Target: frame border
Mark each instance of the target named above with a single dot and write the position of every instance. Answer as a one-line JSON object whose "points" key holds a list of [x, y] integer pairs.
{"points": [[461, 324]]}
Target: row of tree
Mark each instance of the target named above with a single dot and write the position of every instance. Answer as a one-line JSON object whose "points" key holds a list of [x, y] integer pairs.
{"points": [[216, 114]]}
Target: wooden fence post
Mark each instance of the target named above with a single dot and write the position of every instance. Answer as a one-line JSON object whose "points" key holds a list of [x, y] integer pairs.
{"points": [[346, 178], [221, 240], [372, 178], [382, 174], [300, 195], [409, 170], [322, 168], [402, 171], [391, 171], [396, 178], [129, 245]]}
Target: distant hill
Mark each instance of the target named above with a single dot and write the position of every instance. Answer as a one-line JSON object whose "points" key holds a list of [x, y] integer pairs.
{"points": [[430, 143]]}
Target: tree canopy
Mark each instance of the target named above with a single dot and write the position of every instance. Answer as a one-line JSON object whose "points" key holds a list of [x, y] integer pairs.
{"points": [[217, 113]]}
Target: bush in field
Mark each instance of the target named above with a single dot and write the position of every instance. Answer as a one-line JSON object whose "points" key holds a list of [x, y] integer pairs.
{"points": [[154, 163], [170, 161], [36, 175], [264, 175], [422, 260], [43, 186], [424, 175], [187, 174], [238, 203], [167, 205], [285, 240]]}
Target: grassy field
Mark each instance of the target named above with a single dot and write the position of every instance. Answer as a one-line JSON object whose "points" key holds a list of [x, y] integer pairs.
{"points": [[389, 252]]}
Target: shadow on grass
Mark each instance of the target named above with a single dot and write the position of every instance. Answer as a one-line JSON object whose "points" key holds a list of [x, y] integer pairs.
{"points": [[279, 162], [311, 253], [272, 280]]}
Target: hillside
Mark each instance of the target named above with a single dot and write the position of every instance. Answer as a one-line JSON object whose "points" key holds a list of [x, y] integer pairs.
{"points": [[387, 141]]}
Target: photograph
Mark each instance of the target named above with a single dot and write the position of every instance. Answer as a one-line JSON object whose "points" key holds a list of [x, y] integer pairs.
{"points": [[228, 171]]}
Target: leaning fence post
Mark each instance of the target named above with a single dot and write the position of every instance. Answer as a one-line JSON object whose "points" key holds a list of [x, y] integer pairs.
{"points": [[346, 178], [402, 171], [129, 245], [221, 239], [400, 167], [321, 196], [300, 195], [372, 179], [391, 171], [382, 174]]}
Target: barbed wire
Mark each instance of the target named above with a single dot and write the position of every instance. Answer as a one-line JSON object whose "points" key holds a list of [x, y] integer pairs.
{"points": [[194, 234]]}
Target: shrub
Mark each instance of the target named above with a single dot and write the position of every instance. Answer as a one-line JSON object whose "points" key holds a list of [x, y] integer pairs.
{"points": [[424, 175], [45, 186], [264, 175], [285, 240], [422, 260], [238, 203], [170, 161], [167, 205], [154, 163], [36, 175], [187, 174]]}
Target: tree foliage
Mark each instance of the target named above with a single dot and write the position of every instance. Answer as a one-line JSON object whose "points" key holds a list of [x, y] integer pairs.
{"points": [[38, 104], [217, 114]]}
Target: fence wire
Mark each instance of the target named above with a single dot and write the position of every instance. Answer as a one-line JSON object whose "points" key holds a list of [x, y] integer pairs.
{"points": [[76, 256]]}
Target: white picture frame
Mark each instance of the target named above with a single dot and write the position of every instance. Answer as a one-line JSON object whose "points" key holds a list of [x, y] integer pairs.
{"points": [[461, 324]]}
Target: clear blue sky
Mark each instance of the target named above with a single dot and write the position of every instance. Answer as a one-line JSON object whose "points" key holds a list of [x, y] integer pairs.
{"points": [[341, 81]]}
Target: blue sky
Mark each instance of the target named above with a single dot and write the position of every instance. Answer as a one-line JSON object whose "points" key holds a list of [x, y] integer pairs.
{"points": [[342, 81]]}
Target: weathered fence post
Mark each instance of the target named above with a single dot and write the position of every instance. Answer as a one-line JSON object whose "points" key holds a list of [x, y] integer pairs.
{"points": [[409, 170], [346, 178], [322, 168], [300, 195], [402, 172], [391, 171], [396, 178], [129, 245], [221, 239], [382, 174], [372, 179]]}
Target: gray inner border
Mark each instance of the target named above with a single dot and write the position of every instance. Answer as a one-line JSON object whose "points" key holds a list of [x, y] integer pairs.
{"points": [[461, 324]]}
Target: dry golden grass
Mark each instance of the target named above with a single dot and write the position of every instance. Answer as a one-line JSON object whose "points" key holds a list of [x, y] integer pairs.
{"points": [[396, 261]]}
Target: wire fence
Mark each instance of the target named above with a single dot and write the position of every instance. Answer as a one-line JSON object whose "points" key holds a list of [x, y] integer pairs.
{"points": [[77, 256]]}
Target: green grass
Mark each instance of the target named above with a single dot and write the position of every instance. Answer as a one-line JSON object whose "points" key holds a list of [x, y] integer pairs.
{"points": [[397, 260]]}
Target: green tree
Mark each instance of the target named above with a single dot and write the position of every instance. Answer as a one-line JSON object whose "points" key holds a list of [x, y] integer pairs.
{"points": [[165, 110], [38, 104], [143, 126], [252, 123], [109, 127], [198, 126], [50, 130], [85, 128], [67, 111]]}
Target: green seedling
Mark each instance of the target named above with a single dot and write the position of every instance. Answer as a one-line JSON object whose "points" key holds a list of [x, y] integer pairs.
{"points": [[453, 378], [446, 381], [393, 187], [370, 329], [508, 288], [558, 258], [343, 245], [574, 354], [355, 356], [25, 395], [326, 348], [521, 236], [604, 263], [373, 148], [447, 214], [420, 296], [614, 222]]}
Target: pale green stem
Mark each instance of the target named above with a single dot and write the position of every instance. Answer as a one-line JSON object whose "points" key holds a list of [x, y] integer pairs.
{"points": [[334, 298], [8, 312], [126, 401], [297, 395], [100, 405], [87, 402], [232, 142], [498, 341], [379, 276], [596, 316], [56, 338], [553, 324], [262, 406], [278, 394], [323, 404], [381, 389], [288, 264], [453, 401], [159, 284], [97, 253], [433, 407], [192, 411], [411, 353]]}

— YOUR OBJECTIVE —
Write the entries out a second time. Match them exactly.

— REPLY TO THE EXERCISE —
Target: frame border
Mark each instance of the target named above with a single dot and write the position of every instance. Answer as a one-line JSON object whose "points" key holds a list of [x, y] integer pairs.
{"points": [[461, 324]]}
Target: row of tree
Mark each instance of the target named above with a single dot and write the position of every instance. Answer as a one-line JSON object whose "points" key holds a list of [x, y] integer pairs.
{"points": [[216, 114]]}
Target: wooden fence post
Mark each instance of the target named above with a single dot and write the position of every instance. Answer as a one-line JSON object whose "points" key holds a list of [x, y] integer pairs.
{"points": [[346, 178], [221, 240], [372, 178], [382, 174], [300, 195], [409, 170], [322, 168], [402, 171], [391, 171], [396, 178], [129, 245]]}
Target: distant hill
Mark each instance of the target named above with a single dot and write the position of every instance. Answer as a one-line JSON object whose "points" key holds a list of [x, y] integer pairs.
{"points": [[430, 143]]}
Target: tree canopy
Mark each instance of the target named above with a single dot and write the position of every instance. Answer as a one-line JSON object whose "points" key holds a list of [x, y] integer pairs.
{"points": [[217, 113]]}
Target: bush in field
Mark each instance of the target named above with a single dot and write the position of every instance. Answer as a one-line JSON object whose "points" key holds a list of [x, y] integer pairs.
{"points": [[154, 163], [170, 161], [36, 175], [264, 175], [422, 260], [43, 186], [424, 175], [187, 174], [238, 203], [167, 205], [285, 240]]}
Target: grassy field
Mark each instance of the target named above with a single dot and write the position of every instance. Answer as a one-line JSON object whose "points" key holds a list of [x, y] integer pairs.
{"points": [[389, 252]]}
Target: shadow on grass
Mark each instance of the target named above with a single dot and write the position of every instance. Answer as a one-line JSON object whose "points" key holds a list of [x, y] integer pairs.
{"points": [[279, 162], [311, 253], [272, 280]]}
Target: hillside
Mark each instance of the target named above with a single dot and write the position of every instance. Answer as a one-line JSON object whose "points" key holds a list of [x, y] integer pairs.
{"points": [[387, 141]]}
Target: photograph
Mark each instance of the target named above with a single dot and write the position of every instance. Answer as a one-line JSON object whose "points" key holds a list of [x, y] integer pairs.
{"points": [[228, 171]]}
Target: leaning fence post
Mark each instance of the target named above with a single dot and write the position of every instance. Answer as a one-line JSON object whose "points" key holds a list of [x, y] integer pairs.
{"points": [[346, 178], [402, 171], [129, 245], [221, 239], [400, 167], [321, 196], [300, 195], [372, 179], [391, 171], [382, 174]]}
Target: barbed wire
Mark each instance of the target named above with a single dot and write the position of every instance. Answer as a one-line JSON object whose "points" key holds a list of [x, y] integer pairs.
{"points": [[194, 234]]}
Target: shrub
Mark each instance of the target named above with a single dot and write the position of every instance. Answer as a one-line JSON object whose "points" key holds a list of [x, y] integer pairs.
{"points": [[424, 175], [45, 186], [264, 175], [285, 240], [422, 260], [238, 203], [170, 161], [167, 205], [154, 163], [36, 175], [187, 174]]}
Target: tree foliage
Mark each instance of the target named above with a single dot and write the position of every instance. Answer as a one-line JSON object whose "points" key holds a list of [x, y] integer pairs.
{"points": [[38, 104], [217, 114]]}
Target: fence wire
Mark each instance of the target named above with a single dot and write the position of every instance. Answer as a one-line JSON object whose "points" key holds a list of [x, y] integer pairs.
{"points": [[76, 256]]}
Target: white picture frame
Mark each instance of the target named above with a single dot and write the position of every instance. Answer as a one-line JSON object whose "points" key holds a list of [x, y] integer pairs.
{"points": [[461, 324]]}
Target: clear blue sky
Mark each instance of the target named above with a single dot and write the position of every instance. Answer as a one-line JSON object whose "points" key holds a list of [x, y] integer pairs.
{"points": [[341, 81]]}
Target: blue sky
Mark each instance of the target named above with a single dot and write the position of every instance. Answer as a one-line JSON object whose "points" key holds a list of [x, y] integer pairs.
{"points": [[342, 81]]}
Target: weathered fence post
Mark each instance of the target named above with a single dot and write the position of every instance. Answer as a one-line JSON object whose "points" key holds a list of [x, y] integer pairs.
{"points": [[409, 170], [346, 178], [322, 168], [300, 195], [402, 172], [391, 171], [396, 178], [129, 245], [221, 239], [382, 174], [372, 179]]}
Target: gray inner border
Mark each instance of the target named above with a single dot and write the position of every instance. Answer as a one-line JSON object whose "points" key holds a list of [x, y] integer pairs.
{"points": [[461, 324]]}
Target: dry golden grass
Mark each instance of the target named above with a single dot and write the position of every instance. Answer as a one-line JSON object whose "points" key holds a list of [x, y] integer pairs.
{"points": [[396, 261]]}
Target: wire fence
Mark each instance of the target named above with a single dot and write the position of every instance. Answer as a one-line JSON object whose "points" key holds a list of [x, y] integer pairs.
{"points": [[77, 256]]}
Target: green grass
Mark each instance of the target named above with a single dot and write the position of every instance. Answer as a one-line JSON object whose "points" key holds a list of [x, y] integer pairs.
{"points": [[397, 260]]}
Target: green tree
Mark each instance of the target named above with a single dot and write the position of every instance. Answer as a one-line JSON object whose "points" key holds a list of [x, y] integer pairs.
{"points": [[165, 110], [38, 104], [143, 126], [252, 123], [109, 127], [198, 126], [50, 130], [85, 128], [67, 111]]}
Target: green seedling
Mark each instance of the target named above with a single dot and write the position of every instance. Answer as a one-line JSON object whose "points" key holds a list of [x, y] integer pairs.
{"points": [[453, 378], [446, 381], [393, 187], [370, 329], [508, 288], [558, 258], [343, 245], [574, 354], [355, 356], [25, 395], [326, 348], [521, 236], [604, 263], [373, 148], [447, 214], [420, 296], [614, 222]]}
Target: pale green stem
Mark each instance of the target named above with a single dot and write the position of every instance. Answer as a one-line JSON object whose "points" key holds a list of [x, y] integer pairs.
{"points": [[334, 298], [8, 312], [126, 401], [297, 395], [100, 405], [87, 402], [232, 142], [498, 341], [379, 276], [596, 316], [56, 338], [553, 324], [262, 406], [278, 394], [323, 404], [381, 389], [288, 264], [453, 401], [159, 284], [97, 253], [433, 407], [192, 411], [411, 353]]}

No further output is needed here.